• _SELECTED TEXT_:
____

On Sunday our pastor talked about Narcissus. Remember him? He was that hunter guy from Greek mythology who was known for his ‘beauty’. He loved himself so much he couldn’t love anyone else. One day he was lured to a pool of water where he saw his own reflection and was so enamored by his own looks that he somehow died. Over the years I’ve heard a few versions of the story about how Narcissus died, but every story ends in death by self-absorption.
I couldn’t help wondering about where the line is drawn between narcissism, which is excessive love of self, and the balanced love of self we learn from scripture. The line is blurred and there is no distinctive white on one side and black on the other. In his message our pastor used 1 Corinthians 4:1-5 to help us understand the truth of how God says we are to think about ourselves. He said there are small things and there are big things. Small things are the opinions that others have of us while the big thing is what God thinks of us. Well, not the collective us, but the individual us – as in me.
Those thoughts spiraled through my mind all night because I wondered, “What does God think of me?” Because of the work I do, I’m constantly exposed to social media. I’m on Facebook. LinkedIn, Google+, Twitter, Instagram, Pinterest and when I write a book review, they are published on Amazon, Goodreads, and at Bizcatalyst360. I’m sure you could find my name showing up in other places, like this blog. Is that OK with God? Daily, I’m urged to put myself out there, take risks, be more. I’m told, “You have to promote yourself.” But is that what God says he expects of me? Please don’t get me wrong. There are over 7 billion people in the world, people from every angle converging on every platform clamoring, to be noticed. Millions were created to be noticed, we can’t all be participants of civilization content to blend into the background. Some are called to stand up and stand out while others are called to stand down and stand in.
I’ve been criticized and told that I’m a complete failure at selling myself. But I’ve had a lot of practice getting to know me and I can say with some assurance I’m in the stand in category. I was born to stand in for others. God calls it helping and I can show you in 1 Peter 4:11 that standing down and standing in is a gift. “If you have the gift of speaking, preach God’s message. If you have the gift of helping others, do it with the strength that God supplies. Everything should be done in a way that will bring honor to God because of Jesus Christ.” People with the gift of speaking are of the stand up and stand out variety, I on the other hand am the stand down and stand in helper.

____

• _GIVEN RECORDS_:
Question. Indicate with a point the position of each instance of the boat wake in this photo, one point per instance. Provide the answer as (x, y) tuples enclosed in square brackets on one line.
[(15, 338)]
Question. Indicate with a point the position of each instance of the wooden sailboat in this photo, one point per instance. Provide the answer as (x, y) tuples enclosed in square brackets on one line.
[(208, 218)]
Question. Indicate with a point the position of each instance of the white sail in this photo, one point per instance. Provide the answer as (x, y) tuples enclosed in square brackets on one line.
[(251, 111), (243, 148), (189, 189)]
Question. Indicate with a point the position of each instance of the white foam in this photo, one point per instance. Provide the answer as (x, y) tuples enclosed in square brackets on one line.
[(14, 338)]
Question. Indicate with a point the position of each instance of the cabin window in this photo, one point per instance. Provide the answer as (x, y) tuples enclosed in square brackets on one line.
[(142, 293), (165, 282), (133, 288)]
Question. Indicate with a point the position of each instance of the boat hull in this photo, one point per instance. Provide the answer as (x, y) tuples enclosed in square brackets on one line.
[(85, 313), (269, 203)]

____

• _CHALLENGES_:
1) From the post about Narcissus, copy the passage starting at "I couldn’t help" and ending at "us – as in me.".
2) Answer these about the post about Narcissus:
(a) Which Bible passage did the pastor use in his message?
(b) How many people does the writer say there are in the world?
(c) Which verse does the writer cite to show that standing down and standing in is a gift?
This data is separate material from the post about Narcissus.

• _SOLVED PROBLEMS_:
1)
I couldn’t help wondering about where the line is drawn between narcissism, which is excessive love of self, and the balanced love of self we learn from scripture. The line is blurred and there is no distinctive white on one side and black on the other. In his message our pastor used 1 Corinthians 4:1-5 to help us understand the truth of how God says we are to think about ourselves. He said there are small things and there are big things. Small things are the opinions that others have of us while the big thing is what God thinks of us. Well, not the collective us, but the individual us – as in me.

2)
(a) 1 Corinthians 4:1-5
(b) Over 7 billion
(c) 1 Peter 4:11